Kutipan Teks
((

Berdasarkan keputusan Kongres (sekarang Muktamar) ke-19 di Minangkabau pada
1930, Pengurus Besar (kini Pengurus Pusat) Muhammadiyah mengangkat perwakilan
di daerah-daerah dengan sebutan Konsul Pengurus Besar Muhammadiyah (Consul
Hoofdestuur), atau yang biasa disebut Konsul Daerah. Awalnya Jatim dibagi
menjadi 5 daerah, yaitu Surabaya, Madiun, Madura, Besuki, dan Pasuruan, dan
baru pada 1937 Daerah Kediri didirikan.
Dalam konferensi 27-28 Oktober 1951, 6 Perwakilan Pengurus
Besar Muhammadiyah Daerah (Majelis-majelis Daerah) itu mengusulkan kepada PB
untuk membentuk Perwakilan Pengurus Besar di tingkat Provinsi. Usulan ini
kemudian diterima oleh PB dalam sidangnya pada 22 Desember 1951. Melalui Surat
Ketetapan PB Nomor 180 D tertanggal 1 Jumadil Akhir 1371/27 Februari 1952,
Perwakilan PB Wilayah Jatim dibentuk dan dipimpin H Abdul Hadi (Ketua), dibantu
Nurhasan Zain, M Saleh Ibrahim, Rajab Gani, dan dr Soewandhi.
Pada
1959, struktur organisasi dalam Muhammadiyah mengalami perubahan dengan
dibentuknya Pimpinan Wilayah Muhammadiyah (PWM) dan Pimpinan Daerah
Muhammadiyah (PDM). Melalui Surat Pengesahan Nomor XXI/B tertanggal 13 Juli
1960, ditetapkan PWM Jatim 1959-1962 dengan komposisi M Saleh Ibrahim (Ketua),
dengan anggota Nurhasan Zain, Soedirman, M Turchan Badri dan H Abdul Hadi.
Kepemimpinan ini berlangsung hingga periode selanjutnya, 1962-1965.

))

Bagian Data
((

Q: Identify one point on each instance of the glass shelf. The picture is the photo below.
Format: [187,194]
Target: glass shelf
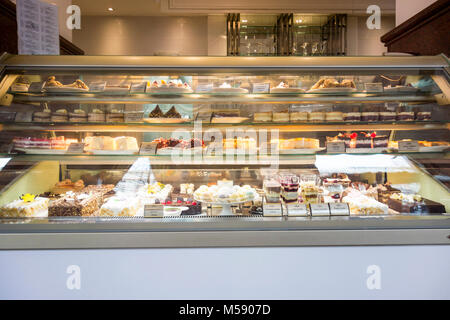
[92,97]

))

Tugas Wajib A
Dalam kutipan teks tentang sejarah Muhammadiyah di Jawa Timur, siapa yang menjabat sebagai Ketua Perwakilan PB Wilayah Jatim ketika perwakilan itu dibentuk pada 1952?
Tugas Wajib B
Tuliskan lanjutan kutipan teks tentang sejarah Muhammadiyah di Jawa Timur, dimulai setelah kalimat terakhirnya.
Materi tersebut merupakan bahan tersendiri yang terpisah dari kutipan teks tentang sejarah Muhammadiyah di Jawa Timur.

Hasil Tugas A
H Abdul Hadi.

Hasil Tugas B
Pada periode 1965-1968, PWM Jatim dijabat oleh Usman Muttaqin
sebagai ketua, didampingi oleh dua wakilnya KH Bejo Dermaleksana dan HM Anwar
Zaini. Kepemimpinan ini dilanjutkan KHM Anwar Zaini sejak 1968, dan terpilih
kembali dalam Musywil yang dilaksanakan pada 26-27 Dzulqa’dah 1399/28-29
Oktober 1978 untuk periode 1978-1981. Selain Ketua, KHM Anwar Zaini didampingi
3 Wakil Ketua (HM Amien Barowi, dr Moh Suherman, dr Mutadi), 3 Sekretaris
(Nurhasan Zain, Marchum Anwar BBA, dan M Amin Hamdan), serta 3 Bendahara
(Sismono, Drs Noto Adam dan M Fuad Faqih).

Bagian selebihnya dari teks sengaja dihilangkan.